■ **Exercise task**:
Start at the first line of the data and stop after the line that contains "188], [0, 203]]]". Rewrite every line in that span, requests included, with each coordinate in the answers multiplied by 1.8 and rounded to a whole number, halves rounding up.

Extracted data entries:
----------------------------------------

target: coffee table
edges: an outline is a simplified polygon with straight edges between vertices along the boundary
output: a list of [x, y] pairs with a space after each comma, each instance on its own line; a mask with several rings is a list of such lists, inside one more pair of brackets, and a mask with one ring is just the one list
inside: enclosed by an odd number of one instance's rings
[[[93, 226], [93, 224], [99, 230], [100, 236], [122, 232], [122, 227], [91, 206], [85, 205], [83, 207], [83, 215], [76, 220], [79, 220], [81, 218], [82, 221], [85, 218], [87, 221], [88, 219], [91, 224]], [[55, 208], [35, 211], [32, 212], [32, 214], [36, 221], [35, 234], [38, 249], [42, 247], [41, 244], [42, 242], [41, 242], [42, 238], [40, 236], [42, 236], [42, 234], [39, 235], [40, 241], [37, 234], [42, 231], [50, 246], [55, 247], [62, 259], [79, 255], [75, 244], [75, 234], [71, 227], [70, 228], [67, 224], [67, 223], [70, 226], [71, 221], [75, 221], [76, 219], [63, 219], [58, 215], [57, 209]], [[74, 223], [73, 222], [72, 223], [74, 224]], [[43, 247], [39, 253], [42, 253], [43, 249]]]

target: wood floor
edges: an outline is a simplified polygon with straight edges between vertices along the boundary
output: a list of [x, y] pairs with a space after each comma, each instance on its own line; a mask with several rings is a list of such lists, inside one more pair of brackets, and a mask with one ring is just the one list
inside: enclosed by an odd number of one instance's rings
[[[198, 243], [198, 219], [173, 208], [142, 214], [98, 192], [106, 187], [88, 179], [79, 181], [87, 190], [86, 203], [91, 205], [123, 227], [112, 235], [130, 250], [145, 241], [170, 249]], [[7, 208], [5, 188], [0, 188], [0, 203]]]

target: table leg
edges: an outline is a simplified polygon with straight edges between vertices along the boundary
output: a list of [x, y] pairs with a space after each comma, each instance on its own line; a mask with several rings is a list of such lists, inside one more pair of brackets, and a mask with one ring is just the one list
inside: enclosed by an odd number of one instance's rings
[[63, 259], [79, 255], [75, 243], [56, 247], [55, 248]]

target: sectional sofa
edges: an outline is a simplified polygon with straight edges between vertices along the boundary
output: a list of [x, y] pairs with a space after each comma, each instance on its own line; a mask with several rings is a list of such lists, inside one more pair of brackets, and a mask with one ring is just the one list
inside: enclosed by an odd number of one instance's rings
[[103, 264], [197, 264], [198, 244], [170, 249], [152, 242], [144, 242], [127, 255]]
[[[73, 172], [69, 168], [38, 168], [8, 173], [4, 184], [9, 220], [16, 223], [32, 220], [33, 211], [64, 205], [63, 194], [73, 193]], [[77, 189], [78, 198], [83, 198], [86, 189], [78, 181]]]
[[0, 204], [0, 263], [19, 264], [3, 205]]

----------------------------------------

■ **The solution**:
target: coffee table
edges: an outline is a simplified polygon with straight edges between vertices along the boundary
output: a list of [x, y] pairs with a space after each comma, each instance on its own line; a mask with several rings is a list of such lists, inside one more pair of brackets, and a mask with one ring is just the one list
inside: enclosed by an odd number of one instance's rings
[[[167, 407], [167, 403], [178, 414], [180, 425], [220, 418], [220, 409], [164, 371], [153, 369], [149, 373], [149, 387], [137, 396], [142, 396], [146, 392], [148, 398], [153, 392], [157, 398], [158, 394], [164, 403]], [[99, 374], [63, 380], [58, 382], [58, 385], [65, 398], [63, 421], [68, 448], [76, 445], [74, 439], [76, 436], [74, 436], [76, 428], [72, 425], [76, 425], [76, 421], [70, 423], [72, 434], [67, 421], [76, 416], [90, 443], [99, 445], [112, 466], [142, 459], [135, 439], [135, 421], [128, 409], [126, 410], [121, 403], [121, 401], [126, 407], [128, 398], [135, 398], [137, 394], [113, 394], [104, 387], [103, 376]], [[133, 401], [131, 400], [130, 401], [133, 403]], [[77, 445], [70, 455], [76, 455], [77, 448]]]

target: wood floor
edges: an outline is a simplified polygon with straight edges between vertices along the boundary
output: a list of [x, y] pairs with a space after each comma, each instance on its own line; a mask with several rings is a list of such lists, inside one more pair of brackets, and a mask with one ring is just the one list
inside: enclosed by an odd number of one instance's rings
[[[356, 437], [356, 394], [311, 374], [256, 385], [176, 346], [191, 337], [158, 322], [142, 326], [157, 342], [155, 365], [164, 369], [221, 409], [202, 423], [234, 450], [261, 434], [306, 448]], [[13, 374], [9, 338], [0, 338], [0, 365]]]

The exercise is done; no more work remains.